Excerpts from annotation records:
▬▬▬▬▬▬

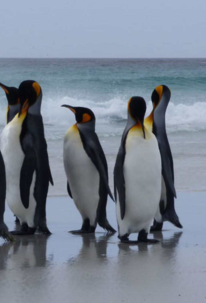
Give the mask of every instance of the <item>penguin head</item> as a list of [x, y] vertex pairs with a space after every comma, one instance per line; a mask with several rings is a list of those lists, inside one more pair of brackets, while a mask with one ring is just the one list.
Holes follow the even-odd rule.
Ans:
[[67, 107], [74, 113], [77, 123], [82, 124], [91, 122], [95, 123], [95, 116], [93, 112], [89, 108], [72, 106], [66, 104], [63, 104], [62, 106]]
[[153, 92], [151, 96], [151, 100], [153, 106], [153, 111], [159, 104], [162, 96], [166, 97], [166, 100], [167, 104], [170, 99], [171, 93], [169, 88], [166, 85], [159, 85], [156, 87]]
[[0, 86], [5, 92], [9, 105], [15, 105], [19, 103], [18, 88], [13, 86], [7, 86], [1, 83]]
[[144, 126], [144, 118], [146, 111], [146, 103], [144, 99], [141, 97], [132, 97], [128, 102], [127, 109], [129, 115], [142, 128], [145, 138]]
[[33, 80], [26, 80], [20, 84], [18, 88], [20, 100], [19, 117], [23, 110], [28, 111], [39, 98], [42, 97], [41, 89], [39, 85]]

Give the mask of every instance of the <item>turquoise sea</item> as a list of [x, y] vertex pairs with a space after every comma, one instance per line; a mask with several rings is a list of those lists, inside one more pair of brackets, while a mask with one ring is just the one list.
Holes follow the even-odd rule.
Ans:
[[[113, 190], [113, 171], [126, 123], [127, 102], [132, 96], [143, 97], [149, 113], [152, 93], [161, 84], [171, 92], [166, 122], [176, 190], [206, 190], [206, 59], [0, 59], [0, 82], [18, 87], [29, 79], [38, 82], [43, 91], [42, 114], [54, 182], [50, 195], [67, 195], [63, 140], [75, 119], [61, 105], [83, 106], [94, 112]], [[7, 106], [1, 90], [1, 131]]]

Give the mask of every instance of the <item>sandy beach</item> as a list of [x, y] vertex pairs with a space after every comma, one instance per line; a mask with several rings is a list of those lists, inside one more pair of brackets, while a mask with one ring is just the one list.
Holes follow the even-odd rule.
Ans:
[[[68, 233], [82, 223], [73, 201], [49, 197], [52, 235], [16, 236], [13, 243], [0, 239], [1, 301], [206, 301], [206, 194], [178, 193], [176, 208], [183, 229], [166, 222], [162, 232], [149, 236], [158, 243], [138, 245], [121, 244], [117, 233], [110, 236], [99, 227], [95, 235]], [[108, 216], [117, 229], [115, 210], [109, 199]], [[8, 207], [5, 219], [13, 229]]]

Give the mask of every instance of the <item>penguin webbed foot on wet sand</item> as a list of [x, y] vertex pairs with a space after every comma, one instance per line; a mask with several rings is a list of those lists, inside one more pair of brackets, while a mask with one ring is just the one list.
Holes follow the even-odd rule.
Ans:
[[25, 236], [34, 235], [36, 231], [36, 228], [28, 227], [27, 230], [25, 229], [21, 230], [13, 230], [10, 232], [14, 236]]
[[20, 223], [19, 219], [18, 218], [18, 217], [17, 217], [16, 216], [15, 216], [15, 215], [14, 215], [14, 216], [15, 217], [15, 220], [14, 220], [14, 222], [15, 222], [15, 223]]
[[174, 211], [168, 210], [163, 215], [163, 219], [164, 221], [169, 221], [176, 227], [183, 228], [183, 226], [179, 221], [178, 216]]
[[143, 229], [139, 232], [137, 241], [133, 241], [129, 239], [128, 234], [126, 234], [124, 236], [118, 236], [118, 238], [120, 239], [121, 242], [122, 243], [126, 243], [128, 244], [139, 244], [140, 243], [157, 243], [159, 242], [158, 240], [155, 239], [147, 239], [147, 233]]
[[161, 231], [163, 229], [163, 222], [158, 223], [155, 219], [154, 219], [153, 225], [150, 228], [150, 232], [153, 231]]
[[9, 231], [8, 228], [3, 222], [0, 222], [0, 237], [7, 241], [10, 242], [15, 241], [14, 238]]
[[37, 229], [38, 232], [43, 235], [52, 235], [52, 233], [49, 230], [47, 226], [39, 226]]
[[89, 229], [87, 230], [85, 229], [77, 229], [76, 230], [71, 230], [68, 232], [70, 232], [73, 235], [82, 235], [85, 234], [94, 234], [94, 230]]
[[98, 221], [98, 224], [100, 226], [102, 227], [106, 231], [107, 233], [108, 234], [111, 235], [115, 234], [117, 232], [117, 231], [110, 225], [107, 219], [103, 222]]

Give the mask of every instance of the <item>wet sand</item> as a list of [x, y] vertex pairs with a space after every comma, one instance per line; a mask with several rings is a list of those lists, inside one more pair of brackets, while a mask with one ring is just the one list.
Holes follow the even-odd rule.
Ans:
[[[153, 303], [206, 301], [206, 192], [179, 192], [176, 208], [182, 230], [168, 222], [149, 236], [157, 244], [121, 243], [101, 228], [95, 235], [68, 232], [81, 226], [69, 197], [50, 197], [49, 236], [0, 239], [1, 302]], [[108, 202], [110, 222], [117, 228], [115, 205]], [[8, 208], [9, 229], [15, 226]], [[136, 239], [137, 235], [130, 238]]]

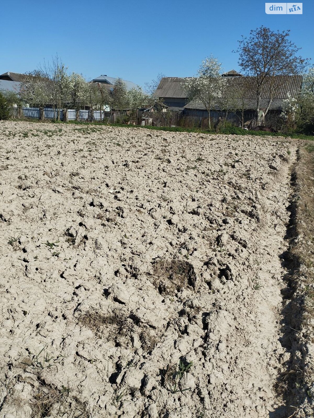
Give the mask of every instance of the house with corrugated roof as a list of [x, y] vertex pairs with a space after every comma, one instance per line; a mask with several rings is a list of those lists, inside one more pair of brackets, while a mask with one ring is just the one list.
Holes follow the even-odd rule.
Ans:
[[[255, 77], [243, 76], [234, 70], [222, 75], [226, 79], [223, 99], [217, 101], [211, 112], [211, 118], [214, 121], [225, 116], [226, 109], [221, 108], [228, 103], [229, 107], [228, 120], [238, 123], [239, 113], [242, 122], [243, 119], [245, 122], [252, 119], [254, 117], [257, 101]], [[169, 107], [169, 110], [181, 112], [183, 116], [197, 117], [200, 120], [208, 118], [208, 112], [203, 103], [188, 98], [185, 87], [185, 79], [183, 77], [163, 77], [154, 97], [159, 100], [163, 99], [163, 102]], [[266, 112], [267, 111], [269, 116], [278, 114], [288, 92], [293, 97], [298, 96], [302, 79], [302, 76], [300, 75], [268, 77], [262, 92], [261, 112]]]

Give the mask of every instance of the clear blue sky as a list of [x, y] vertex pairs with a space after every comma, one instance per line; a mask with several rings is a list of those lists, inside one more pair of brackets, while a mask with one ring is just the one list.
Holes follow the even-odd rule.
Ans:
[[31, 71], [56, 53], [88, 79], [106, 74], [142, 86], [159, 73], [193, 75], [211, 54], [238, 70], [232, 50], [262, 25], [290, 29], [314, 65], [314, 1], [303, 3], [303, 14], [291, 16], [267, 15], [260, 0], [3, 2], [0, 74]]

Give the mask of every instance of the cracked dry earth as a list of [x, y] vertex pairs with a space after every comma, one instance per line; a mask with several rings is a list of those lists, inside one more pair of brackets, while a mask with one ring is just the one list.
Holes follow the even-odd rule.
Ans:
[[1, 417], [286, 416], [293, 142], [3, 122], [0, 145]]

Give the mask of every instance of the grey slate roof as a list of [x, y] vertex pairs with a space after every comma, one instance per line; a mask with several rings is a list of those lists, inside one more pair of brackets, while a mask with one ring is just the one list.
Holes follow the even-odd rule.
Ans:
[[156, 98], [185, 99], [188, 95], [183, 82], [185, 79], [180, 77], [163, 77], [153, 97]]
[[[188, 95], [183, 84], [185, 79], [179, 77], [164, 77], [160, 80], [154, 97], [163, 98], [187, 98]], [[234, 98], [240, 106], [244, 103], [245, 109], [255, 108], [256, 95], [254, 91], [255, 77], [244, 76], [229, 76], [226, 77], [225, 79], [226, 83], [226, 97]], [[261, 108], [267, 107], [270, 90], [274, 93], [272, 94], [273, 98], [270, 109], [278, 109], [280, 108], [283, 100], [286, 98], [288, 92], [290, 92], [293, 97], [297, 95], [301, 83], [302, 76], [275, 76], [269, 77], [268, 82], [264, 84], [262, 92]], [[206, 110], [201, 102], [195, 101], [190, 102], [184, 107], [185, 109]]]
[[[92, 80], [93, 83], [106, 83], [108, 84], [113, 85], [118, 78], [115, 78], [113, 77], [108, 77], [106, 75], [99, 76]], [[136, 84], [134, 83], [132, 83], [131, 81], [128, 81], [127, 80], [122, 80], [122, 81], [125, 83], [126, 85], [126, 88], [128, 90], [131, 90], [131, 89], [136, 89], [137, 87]]]
[[8, 90], [10, 92], [18, 93], [20, 91], [20, 83], [18, 82], [0, 80], [0, 90]]

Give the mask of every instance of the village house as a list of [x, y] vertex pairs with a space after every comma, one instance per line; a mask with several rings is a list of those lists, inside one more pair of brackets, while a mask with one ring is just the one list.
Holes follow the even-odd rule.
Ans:
[[[224, 93], [221, 99], [211, 110], [211, 119], [214, 123], [220, 117], [241, 125], [255, 117], [257, 103], [255, 79], [243, 76], [234, 70], [225, 73]], [[190, 100], [184, 86], [184, 78], [164, 77], [154, 94], [163, 100], [169, 110], [180, 112], [182, 117], [193, 117], [200, 122], [208, 118], [204, 104], [199, 100]], [[265, 83], [260, 103], [261, 116], [268, 111], [269, 119], [281, 112], [283, 101], [290, 93], [296, 97], [301, 88], [302, 76], [275, 76], [269, 77]]]

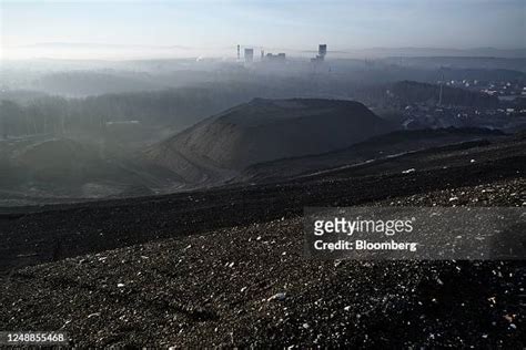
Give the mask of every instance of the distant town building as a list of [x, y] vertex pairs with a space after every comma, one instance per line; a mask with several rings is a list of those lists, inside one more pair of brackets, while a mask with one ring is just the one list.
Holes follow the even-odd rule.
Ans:
[[254, 62], [254, 49], [245, 49], [245, 63]]

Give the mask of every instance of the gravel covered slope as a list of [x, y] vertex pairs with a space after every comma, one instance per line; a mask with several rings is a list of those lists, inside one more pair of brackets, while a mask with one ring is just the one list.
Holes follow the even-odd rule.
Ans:
[[[525, 185], [370, 204], [516, 206]], [[28, 267], [2, 284], [0, 329], [82, 347], [525, 346], [524, 262], [314, 261], [302, 235], [292, 217]]]

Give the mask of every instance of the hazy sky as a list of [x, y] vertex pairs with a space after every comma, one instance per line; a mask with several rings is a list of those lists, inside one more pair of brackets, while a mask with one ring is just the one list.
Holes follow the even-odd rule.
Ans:
[[[526, 0], [0, 0], [2, 48], [524, 48]], [[33, 48], [34, 49], [34, 48]]]

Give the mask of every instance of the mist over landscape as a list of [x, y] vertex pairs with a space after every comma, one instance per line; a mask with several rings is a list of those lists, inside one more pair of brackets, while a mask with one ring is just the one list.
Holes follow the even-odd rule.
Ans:
[[524, 209], [524, 1], [0, 9], [0, 331], [525, 346], [524, 259], [302, 255], [305, 207]]

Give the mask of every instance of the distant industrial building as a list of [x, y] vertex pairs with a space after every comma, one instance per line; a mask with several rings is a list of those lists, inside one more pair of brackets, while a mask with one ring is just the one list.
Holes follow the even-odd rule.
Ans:
[[277, 54], [267, 53], [265, 55], [265, 61], [267, 62], [285, 62], [285, 60], [286, 60], [286, 55], [283, 52], [277, 53]]
[[314, 59], [311, 59], [311, 62], [323, 62], [325, 55], [327, 54], [327, 44], [320, 44], [317, 47], [317, 55]]
[[254, 62], [254, 49], [245, 49], [245, 63]]

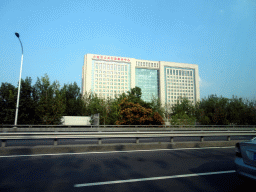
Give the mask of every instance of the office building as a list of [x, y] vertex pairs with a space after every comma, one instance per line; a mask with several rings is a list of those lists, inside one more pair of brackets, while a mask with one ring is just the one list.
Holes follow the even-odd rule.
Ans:
[[173, 104], [187, 97], [195, 103], [200, 98], [198, 65], [167, 61], [149, 61], [127, 57], [86, 54], [82, 70], [82, 94], [96, 93], [114, 98], [115, 94], [142, 90], [142, 99], [160, 98]]

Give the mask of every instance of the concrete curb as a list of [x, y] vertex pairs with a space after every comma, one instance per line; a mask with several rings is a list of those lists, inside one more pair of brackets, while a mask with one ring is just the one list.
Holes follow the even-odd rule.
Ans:
[[0, 155], [32, 155], [53, 153], [79, 153], [94, 151], [131, 151], [150, 149], [204, 148], [235, 146], [237, 141], [205, 141], [176, 143], [140, 143], [140, 144], [104, 144], [104, 145], [59, 145], [35, 147], [5, 147], [0, 148]]

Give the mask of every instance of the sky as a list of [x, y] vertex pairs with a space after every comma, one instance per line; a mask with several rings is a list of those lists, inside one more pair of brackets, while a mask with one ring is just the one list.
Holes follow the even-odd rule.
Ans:
[[81, 87], [87, 53], [197, 64], [200, 98], [256, 99], [255, 0], [1, 0], [0, 83]]

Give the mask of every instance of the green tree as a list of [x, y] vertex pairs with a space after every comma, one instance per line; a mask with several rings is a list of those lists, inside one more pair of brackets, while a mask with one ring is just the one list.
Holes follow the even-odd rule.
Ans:
[[129, 102], [124, 98], [119, 104], [121, 111], [117, 125], [162, 125], [164, 121], [157, 112], [145, 108], [139, 103]]
[[18, 124], [36, 124], [36, 96], [31, 77], [21, 79]]
[[2, 83], [0, 87], [0, 123], [14, 124], [17, 101], [17, 88], [10, 83]]
[[177, 103], [171, 106], [172, 125], [193, 125], [196, 121], [195, 106], [186, 97], [180, 97]]
[[63, 95], [60, 93], [60, 85], [55, 81], [52, 85], [47, 74], [35, 83], [37, 102], [37, 117], [40, 124], [61, 124], [61, 118], [65, 111]]
[[65, 111], [64, 116], [81, 116], [83, 114], [83, 100], [80, 94], [80, 88], [76, 82], [69, 85], [64, 84], [61, 89], [64, 98]]

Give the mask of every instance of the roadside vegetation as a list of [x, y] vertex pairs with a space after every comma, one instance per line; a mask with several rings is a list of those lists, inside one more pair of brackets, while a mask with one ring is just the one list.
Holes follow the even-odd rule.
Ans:
[[[10, 83], [0, 86], [0, 124], [13, 124], [18, 88]], [[256, 100], [231, 99], [210, 95], [193, 105], [180, 98], [173, 106], [161, 107], [160, 100], [141, 99], [141, 89], [135, 87], [113, 99], [103, 99], [87, 93], [82, 97], [74, 82], [60, 87], [47, 75], [21, 81], [18, 124], [61, 124], [62, 116], [91, 116], [100, 113], [101, 125], [256, 125]]]

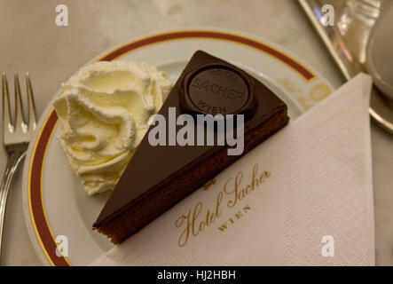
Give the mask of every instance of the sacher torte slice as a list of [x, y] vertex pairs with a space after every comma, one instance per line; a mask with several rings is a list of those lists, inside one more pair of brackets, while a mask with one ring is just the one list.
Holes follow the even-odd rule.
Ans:
[[[169, 107], [175, 107], [177, 116], [185, 113], [244, 114], [242, 154], [289, 120], [286, 104], [262, 83], [201, 51], [193, 54], [159, 114], [169, 119]], [[115, 244], [241, 156], [229, 155], [226, 143], [152, 146], [148, 133], [153, 128], [147, 130], [93, 225]]]

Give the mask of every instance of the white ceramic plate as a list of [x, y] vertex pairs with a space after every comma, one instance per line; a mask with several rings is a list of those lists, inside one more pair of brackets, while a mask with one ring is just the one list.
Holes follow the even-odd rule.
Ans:
[[[204, 28], [148, 36], [116, 46], [90, 63], [145, 61], [165, 71], [175, 82], [197, 50], [228, 60], [266, 84], [287, 103], [292, 120], [333, 91], [318, 72], [283, 49], [264, 39], [223, 29]], [[105, 236], [91, 229], [108, 194], [87, 196], [71, 170], [55, 138], [59, 135], [51, 106], [55, 97], [40, 120], [26, 157], [25, 217], [43, 264], [85, 265], [112, 247]], [[59, 254], [57, 246], [67, 248]]]

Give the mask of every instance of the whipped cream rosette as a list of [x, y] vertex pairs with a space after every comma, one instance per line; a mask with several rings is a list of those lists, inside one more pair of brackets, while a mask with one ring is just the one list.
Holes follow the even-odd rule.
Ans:
[[62, 84], [59, 139], [89, 195], [114, 187], [171, 87], [155, 67], [122, 61], [93, 63]]

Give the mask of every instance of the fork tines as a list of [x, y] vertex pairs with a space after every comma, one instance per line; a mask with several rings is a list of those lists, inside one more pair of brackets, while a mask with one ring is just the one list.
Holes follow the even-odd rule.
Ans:
[[[30, 77], [28, 73], [26, 74], [26, 89], [28, 93], [28, 121], [25, 122], [23, 118], [23, 106], [20, 98], [20, 86], [18, 74], [14, 75], [14, 91], [15, 91], [15, 120], [12, 123], [10, 108], [10, 98], [8, 94], [8, 83], [5, 73], [3, 72], [3, 122], [4, 122], [4, 145], [12, 143], [28, 142], [33, 130], [35, 129], [35, 108], [33, 99], [33, 91], [31, 87]], [[11, 135], [12, 134], [12, 138]]]

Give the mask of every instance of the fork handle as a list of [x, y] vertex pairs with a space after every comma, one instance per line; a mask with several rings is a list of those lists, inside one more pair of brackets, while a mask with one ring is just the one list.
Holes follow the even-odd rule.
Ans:
[[2, 264], [3, 228], [4, 225], [5, 206], [8, 192], [18, 166], [25, 157], [26, 150], [16, 149], [8, 153], [7, 165], [5, 166], [0, 187], [0, 265]]

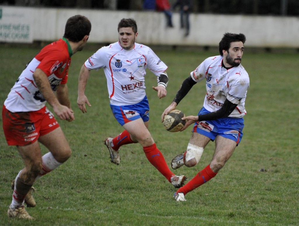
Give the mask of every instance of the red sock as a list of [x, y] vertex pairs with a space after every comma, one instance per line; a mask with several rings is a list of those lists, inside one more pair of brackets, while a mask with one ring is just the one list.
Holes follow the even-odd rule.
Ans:
[[210, 165], [208, 165], [205, 169], [196, 174], [186, 185], [179, 189], [176, 193], [182, 192], [184, 195], [186, 195], [188, 192], [194, 190], [206, 182], [207, 182], [215, 176], [217, 174], [217, 173], [214, 173], [212, 171], [210, 167]]
[[114, 150], [117, 150], [121, 146], [135, 142], [133, 142], [131, 140], [129, 132], [126, 130], [124, 130], [123, 132], [113, 138], [112, 143], [114, 145], [112, 148]]
[[170, 182], [170, 178], [174, 175], [170, 171], [165, 161], [164, 156], [157, 148], [156, 144], [154, 143], [148, 147], [144, 147], [143, 150], [150, 162]]

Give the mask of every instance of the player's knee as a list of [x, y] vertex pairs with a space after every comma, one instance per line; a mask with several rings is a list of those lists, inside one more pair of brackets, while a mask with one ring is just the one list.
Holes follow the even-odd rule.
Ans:
[[185, 165], [187, 167], [192, 167], [196, 165], [199, 161], [202, 153], [203, 148], [188, 144], [187, 152], [185, 156]]
[[20, 177], [24, 184], [32, 184], [42, 168], [41, 161], [33, 162], [30, 166], [27, 167], [25, 170], [22, 171], [23, 173], [21, 174]]
[[213, 172], [217, 172], [224, 166], [225, 161], [217, 161], [213, 159], [211, 162], [210, 166]]

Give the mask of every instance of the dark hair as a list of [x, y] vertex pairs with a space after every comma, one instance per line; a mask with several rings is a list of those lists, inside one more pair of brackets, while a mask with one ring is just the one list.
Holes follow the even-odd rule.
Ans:
[[220, 55], [223, 56], [222, 51], [228, 51], [231, 47], [231, 42], [233, 42], [241, 41], [243, 44], [246, 41], [246, 37], [243, 34], [232, 34], [231, 33], [226, 33], [223, 35], [221, 40], [219, 42], [219, 53]]
[[117, 31], [119, 32], [119, 29], [121, 28], [132, 28], [134, 33], [136, 34], [137, 33], [137, 24], [135, 20], [133, 18], [125, 19], [123, 18], [118, 23]]
[[89, 20], [84, 16], [76, 15], [70, 17], [66, 22], [63, 37], [78, 42], [86, 35], [89, 35], [91, 29]]

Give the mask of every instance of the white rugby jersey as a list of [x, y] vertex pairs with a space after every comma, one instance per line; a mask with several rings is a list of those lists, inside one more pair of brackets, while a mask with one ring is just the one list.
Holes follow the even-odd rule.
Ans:
[[198, 82], [206, 79], [207, 94], [203, 106], [210, 112], [221, 108], [226, 99], [238, 104], [228, 116], [241, 118], [246, 114], [245, 100], [249, 88], [248, 74], [241, 64], [227, 70], [222, 66], [223, 57], [207, 58], [190, 73], [191, 77]]
[[119, 42], [99, 49], [84, 63], [89, 70], [104, 69], [112, 104], [134, 104], [145, 96], [147, 68], [157, 76], [167, 69], [149, 47], [135, 43], [126, 50]]

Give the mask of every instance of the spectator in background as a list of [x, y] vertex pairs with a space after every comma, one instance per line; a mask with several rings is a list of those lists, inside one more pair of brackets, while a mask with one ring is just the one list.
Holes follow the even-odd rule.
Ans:
[[154, 11], [156, 10], [156, 0], [144, 0], [143, 6], [146, 10]]
[[167, 20], [167, 27], [173, 28], [172, 13], [170, 11], [170, 4], [168, 0], [156, 0], [156, 8], [157, 11], [162, 11], [165, 13]]
[[180, 6], [180, 16], [181, 28], [186, 28], [185, 36], [189, 35], [190, 31], [190, 23], [189, 22], [189, 14], [192, 8], [191, 0], [177, 0], [173, 6], [174, 9], [178, 6]]

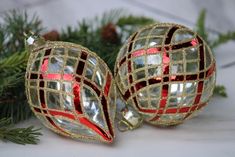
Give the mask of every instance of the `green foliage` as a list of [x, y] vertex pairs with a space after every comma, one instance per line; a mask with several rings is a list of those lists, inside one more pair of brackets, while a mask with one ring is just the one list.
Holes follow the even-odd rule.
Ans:
[[[29, 18], [26, 12], [12, 11], [3, 19], [0, 23], [0, 138], [20, 144], [36, 143], [40, 135], [37, 129], [10, 129], [8, 124], [9, 121], [16, 123], [32, 115], [24, 92], [24, 74], [29, 54], [24, 51], [23, 34], [30, 31], [40, 34], [43, 27], [37, 16]], [[205, 19], [206, 11], [203, 10], [197, 20], [196, 30], [212, 49], [235, 39], [235, 32], [227, 32], [211, 40], [205, 27]], [[89, 48], [113, 70], [117, 53], [124, 41], [140, 27], [152, 23], [155, 23], [152, 18], [112, 10], [101, 17], [82, 20], [76, 27], [68, 26], [61, 31], [60, 40]], [[110, 30], [106, 30], [107, 26], [111, 26]], [[106, 31], [115, 31], [112, 32], [115, 42], [104, 38]], [[223, 86], [217, 86], [214, 93], [226, 96]]]
[[28, 54], [24, 51], [24, 32], [40, 33], [41, 21], [26, 12], [10, 11], [0, 23], [0, 119], [12, 122], [32, 115], [24, 93], [24, 74]]
[[7, 118], [0, 119], [0, 139], [2, 141], [11, 141], [17, 144], [37, 144], [39, 136], [42, 134], [40, 129], [33, 126], [27, 128], [11, 128], [11, 120]]
[[214, 50], [218, 46], [227, 43], [228, 41], [235, 40], [235, 31], [228, 31], [226, 33], [219, 33], [217, 37], [210, 39], [205, 26], [206, 10], [200, 12], [196, 23], [196, 31], [198, 34], [209, 44], [210, 48]]
[[[112, 23], [118, 32], [116, 43], [104, 41], [101, 36], [102, 29], [105, 25]], [[91, 51], [96, 52], [109, 66], [114, 69], [117, 53], [123, 42], [138, 28], [154, 23], [151, 18], [143, 16], [123, 15], [122, 10], [111, 10], [103, 14], [101, 18], [96, 17], [94, 20], [82, 20], [75, 28], [67, 27], [62, 30], [60, 40], [68, 41], [83, 45]], [[94, 26], [97, 26], [94, 28]], [[124, 39], [124, 40], [122, 40]]]

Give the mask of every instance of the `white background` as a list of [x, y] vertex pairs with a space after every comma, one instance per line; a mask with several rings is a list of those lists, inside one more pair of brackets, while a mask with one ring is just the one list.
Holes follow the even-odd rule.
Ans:
[[[143, 4], [144, 3], [144, 4]], [[235, 31], [232, 0], [0, 0], [0, 15], [9, 9], [37, 13], [47, 30], [75, 26], [82, 18], [92, 18], [113, 8], [125, 8], [135, 15], [146, 15], [164, 22], [178, 22], [189, 27], [202, 8], [207, 8], [207, 27], [218, 32]], [[0, 18], [1, 20], [1, 18]], [[216, 49], [217, 83], [227, 88], [228, 98], [214, 97], [203, 112], [175, 128], [142, 128], [120, 133], [114, 144], [92, 144], [71, 140], [44, 128], [36, 119], [20, 127], [42, 127], [38, 145], [17, 145], [0, 141], [1, 157], [121, 157], [121, 156], [234, 156], [235, 154], [235, 44], [229, 42]]]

▬▬▬▬▬▬

▶ The exercise
Reproduce the rows from the line with "Give the mask of every instance of the grey" to the line with "107], [185, 109]]]", both included, keeping the request text unchanged. In the answers, multiply every vertex coordinate by 0.35 and round each result to a whole number, with halves rounded up.

▶ Worked answer
Give the mask of every instance of the grey slate roof as a list of [x, y] vertex pairs with a space after every comma, one instance per line; a mask with several rings is a list of those lists, inside one more pair of brackets, while a mask with one ring is just the one list.
Holes follow the even-odd rule.
Ans:
[[55, 34], [65, 35], [66, 33], [64, 29], [65, 28], [63, 27], [57, 27], [54, 34]]
[[[66, 33], [64, 29], [65, 28], [63, 27], [57, 27], [56, 28], [54, 34], [57, 34], [65, 34]], [[82, 34], [84, 37], [85, 36], [86, 38], [89, 38], [90, 33], [89, 32], [89, 27], [85, 27], [80, 27], [79, 27], [79, 28], [79, 29], [79, 34]], [[91, 38], [93, 37], [95, 32], [96, 33], [95, 33], [96, 34], [95, 38], [97, 38], [98, 38], [99, 35], [100, 34], [101, 32], [102, 32], [103, 34], [104, 33], [105, 29], [106, 27], [96, 27], [94, 27], [94, 29], [92, 29], [92, 32]], [[72, 39], [70, 36], [68, 35], [67, 36], [64, 37], [65, 38]]]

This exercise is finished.